Source records Start Marker

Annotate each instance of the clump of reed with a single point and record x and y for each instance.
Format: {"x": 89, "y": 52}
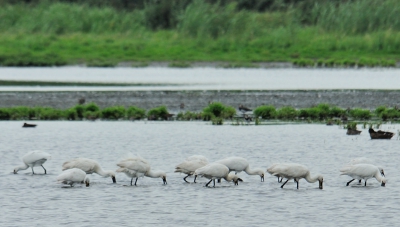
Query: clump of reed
{"x": 218, "y": 111}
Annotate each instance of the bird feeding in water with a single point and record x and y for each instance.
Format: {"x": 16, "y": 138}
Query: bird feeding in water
{"x": 32, "y": 159}
{"x": 295, "y": 171}
{"x": 89, "y": 166}
{"x": 73, "y": 176}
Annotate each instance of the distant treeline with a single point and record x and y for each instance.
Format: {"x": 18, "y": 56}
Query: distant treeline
{"x": 352, "y": 16}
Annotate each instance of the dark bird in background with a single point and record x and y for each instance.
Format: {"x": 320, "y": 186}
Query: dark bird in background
{"x": 244, "y": 109}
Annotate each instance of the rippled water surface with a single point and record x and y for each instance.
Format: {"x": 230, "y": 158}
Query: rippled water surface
{"x": 155, "y": 78}
{"x": 37, "y": 200}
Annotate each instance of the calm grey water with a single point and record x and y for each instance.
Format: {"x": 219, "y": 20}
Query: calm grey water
{"x": 204, "y": 78}
{"x": 37, "y": 200}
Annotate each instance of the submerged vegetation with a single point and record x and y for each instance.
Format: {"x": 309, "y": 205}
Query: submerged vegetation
{"x": 102, "y": 33}
{"x": 216, "y": 113}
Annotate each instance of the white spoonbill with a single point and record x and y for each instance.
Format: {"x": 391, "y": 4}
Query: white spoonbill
{"x": 269, "y": 170}
{"x": 239, "y": 164}
{"x": 139, "y": 167}
{"x": 364, "y": 160}
{"x": 32, "y": 159}
{"x": 363, "y": 172}
{"x": 73, "y": 176}
{"x": 190, "y": 165}
{"x": 216, "y": 171}
{"x": 89, "y": 166}
{"x": 295, "y": 171}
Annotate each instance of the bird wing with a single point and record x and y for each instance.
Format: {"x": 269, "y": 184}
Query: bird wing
{"x": 234, "y": 163}
{"x": 74, "y": 175}
{"x": 136, "y": 164}
{"x": 34, "y": 156}
{"x": 190, "y": 166}
{"x": 84, "y": 164}
{"x": 197, "y": 157}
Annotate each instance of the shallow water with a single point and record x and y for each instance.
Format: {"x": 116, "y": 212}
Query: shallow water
{"x": 37, "y": 200}
{"x": 203, "y": 78}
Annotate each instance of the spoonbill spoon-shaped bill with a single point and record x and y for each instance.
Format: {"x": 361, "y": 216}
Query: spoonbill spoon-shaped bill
{"x": 269, "y": 170}
{"x": 364, "y": 160}
{"x": 89, "y": 166}
{"x": 363, "y": 172}
{"x": 217, "y": 171}
{"x": 190, "y": 165}
{"x": 139, "y": 167}
{"x": 73, "y": 176}
{"x": 239, "y": 164}
{"x": 295, "y": 171}
{"x": 32, "y": 159}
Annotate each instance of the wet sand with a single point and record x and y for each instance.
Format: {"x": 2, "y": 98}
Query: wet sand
{"x": 197, "y": 100}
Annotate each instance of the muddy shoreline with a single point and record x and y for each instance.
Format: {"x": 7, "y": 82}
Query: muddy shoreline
{"x": 197, "y": 100}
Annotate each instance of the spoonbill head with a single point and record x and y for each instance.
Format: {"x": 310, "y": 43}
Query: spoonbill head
{"x": 239, "y": 164}
{"x": 190, "y": 165}
{"x": 89, "y": 166}
{"x": 295, "y": 171}
{"x": 139, "y": 167}
{"x": 32, "y": 159}
{"x": 363, "y": 172}
{"x": 217, "y": 171}
{"x": 73, "y": 176}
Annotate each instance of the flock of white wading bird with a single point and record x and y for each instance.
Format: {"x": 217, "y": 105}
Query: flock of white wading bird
{"x": 75, "y": 171}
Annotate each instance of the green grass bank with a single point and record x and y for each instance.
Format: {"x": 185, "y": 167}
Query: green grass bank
{"x": 325, "y": 33}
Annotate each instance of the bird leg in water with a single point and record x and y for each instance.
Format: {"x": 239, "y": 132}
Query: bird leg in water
{"x": 349, "y": 182}
{"x": 284, "y": 183}
{"x": 45, "y": 172}
{"x": 185, "y": 179}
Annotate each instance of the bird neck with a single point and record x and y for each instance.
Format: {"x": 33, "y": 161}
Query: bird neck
{"x": 378, "y": 176}
{"x": 154, "y": 174}
{"x": 21, "y": 168}
{"x": 311, "y": 179}
{"x": 103, "y": 173}
{"x": 253, "y": 171}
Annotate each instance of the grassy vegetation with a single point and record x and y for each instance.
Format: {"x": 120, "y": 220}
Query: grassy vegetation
{"x": 315, "y": 33}
{"x": 217, "y": 113}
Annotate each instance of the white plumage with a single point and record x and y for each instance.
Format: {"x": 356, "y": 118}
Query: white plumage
{"x": 239, "y": 164}
{"x": 89, "y": 166}
{"x": 73, "y": 176}
{"x": 269, "y": 170}
{"x": 294, "y": 171}
{"x": 363, "y": 172}
{"x": 216, "y": 171}
{"x": 190, "y": 165}
{"x": 139, "y": 167}
{"x": 32, "y": 159}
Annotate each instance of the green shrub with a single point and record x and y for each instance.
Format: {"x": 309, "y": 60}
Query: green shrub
{"x": 158, "y": 113}
{"x": 218, "y": 109}
{"x": 48, "y": 113}
{"x": 265, "y": 112}
{"x": 5, "y": 114}
{"x": 113, "y": 113}
{"x": 93, "y": 107}
{"x": 288, "y": 113}
{"x": 360, "y": 114}
{"x": 92, "y": 115}
{"x": 71, "y": 114}
{"x": 135, "y": 113}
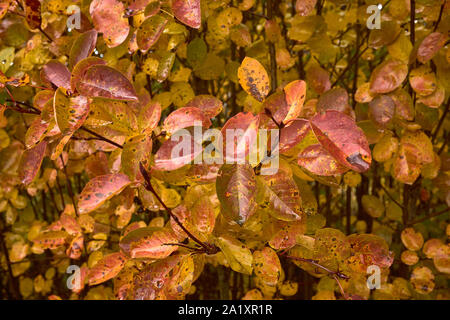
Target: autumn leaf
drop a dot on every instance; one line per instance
(107, 268)
(254, 78)
(430, 46)
(150, 243)
(33, 13)
(100, 189)
(57, 73)
(106, 82)
(339, 135)
(31, 161)
(266, 266)
(188, 12)
(238, 255)
(281, 196)
(149, 31)
(236, 189)
(185, 117)
(388, 76)
(107, 16)
(82, 47)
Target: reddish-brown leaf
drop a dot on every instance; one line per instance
(188, 12)
(100, 189)
(210, 105)
(106, 268)
(254, 78)
(430, 46)
(33, 13)
(343, 139)
(239, 134)
(149, 31)
(236, 190)
(31, 161)
(107, 16)
(149, 243)
(178, 151)
(57, 73)
(317, 160)
(82, 47)
(388, 76)
(106, 82)
(184, 118)
(80, 68)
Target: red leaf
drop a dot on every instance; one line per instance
(106, 268)
(210, 105)
(177, 152)
(31, 162)
(388, 76)
(292, 135)
(241, 131)
(295, 92)
(149, 31)
(106, 82)
(107, 16)
(100, 189)
(80, 68)
(343, 139)
(184, 118)
(57, 73)
(317, 160)
(188, 12)
(82, 47)
(33, 13)
(430, 46)
(149, 243)
(236, 190)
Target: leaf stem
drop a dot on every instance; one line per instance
(432, 215)
(210, 249)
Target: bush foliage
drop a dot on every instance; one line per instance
(94, 204)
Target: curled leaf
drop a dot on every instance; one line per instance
(100, 189)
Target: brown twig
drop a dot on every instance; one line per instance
(336, 275)
(432, 215)
(441, 121)
(209, 249)
(390, 196)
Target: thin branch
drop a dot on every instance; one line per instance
(101, 137)
(412, 32)
(432, 215)
(8, 262)
(390, 196)
(441, 121)
(69, 186)
(316, 264)
(272, 53)
(440, 17)
(350, 64)
(208, 248)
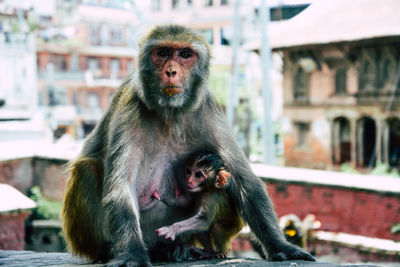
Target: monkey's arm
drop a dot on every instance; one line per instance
(199, 222)
(120, 202)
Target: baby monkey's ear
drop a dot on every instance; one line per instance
(222, 178)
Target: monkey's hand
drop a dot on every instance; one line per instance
(288, 251)
(169, 232)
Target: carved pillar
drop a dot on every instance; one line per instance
(378, 141)
(353, 140)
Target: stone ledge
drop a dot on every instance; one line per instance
(12, 258)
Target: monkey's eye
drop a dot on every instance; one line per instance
(185, 53)
(198, 174)
(163, 52)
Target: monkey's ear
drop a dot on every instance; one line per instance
(222, 178)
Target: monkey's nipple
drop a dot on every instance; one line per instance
(156, 195)
(171, 90)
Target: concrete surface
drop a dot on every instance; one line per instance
(12, 258)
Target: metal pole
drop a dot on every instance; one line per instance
(232, 98)
(268, 127)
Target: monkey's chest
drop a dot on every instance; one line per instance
(155, 177)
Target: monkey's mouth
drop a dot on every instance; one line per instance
(193, 188)
(171, 90)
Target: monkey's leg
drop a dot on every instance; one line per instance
(122, 227)
(197, 223)
(81, 210)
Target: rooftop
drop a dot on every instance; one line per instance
(336, 21)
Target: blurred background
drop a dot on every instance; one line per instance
(311, 89)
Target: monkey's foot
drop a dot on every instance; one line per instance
(168, 232)
(169, 252)
(199, 254)
(289, 252)
(127, 263)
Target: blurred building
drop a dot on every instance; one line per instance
(18, 84)
(84, 50)
(341, 84)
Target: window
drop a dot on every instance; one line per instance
(114, 67)
(300, 86)
(156, 5)
(226, 33)
(208, 2)
(116, 35)
(59, 62)
(302, 133)
(93, 64)
(367, 75)
(94, 32)
(103, 34)
(129, 65)
(175, 4)
(93, 100)
(387, 70)
(340, 81)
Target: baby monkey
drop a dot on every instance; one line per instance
(216, 220)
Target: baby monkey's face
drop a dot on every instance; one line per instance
(196, 178)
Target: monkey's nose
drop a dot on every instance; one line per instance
(170, 73)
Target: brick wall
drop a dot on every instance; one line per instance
(12, 231)
(339, 210)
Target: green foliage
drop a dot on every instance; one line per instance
(384, 169)
(346, 168)
(46, 209)
(380, 169)
(395, 228)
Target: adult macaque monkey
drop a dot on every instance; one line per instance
(161, 113)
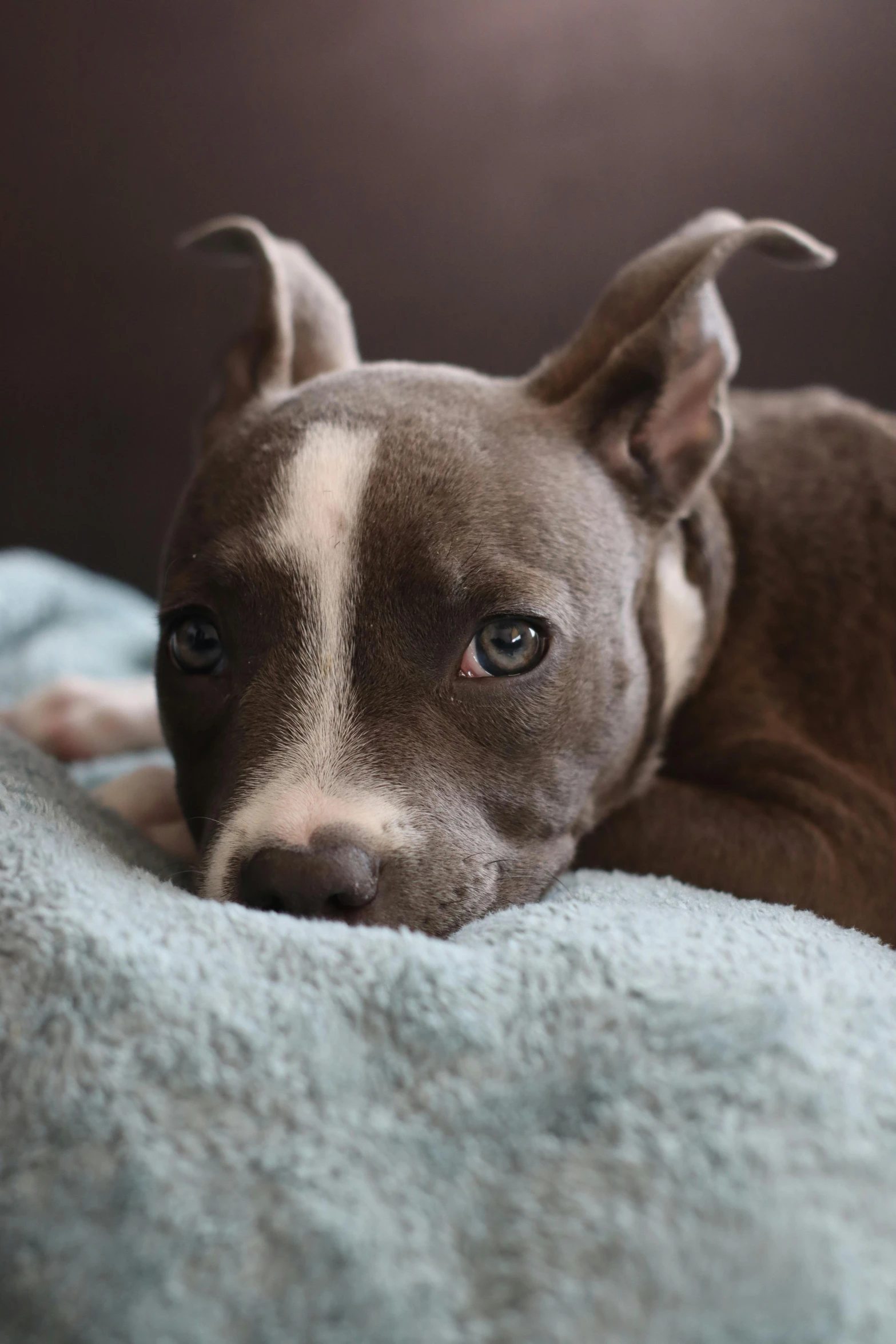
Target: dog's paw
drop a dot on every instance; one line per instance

Source records End Marker

What to do
Return each line from the data where the string "brown" can be found.

Answer below
Target: reddish-brown leaf
Target: brown twig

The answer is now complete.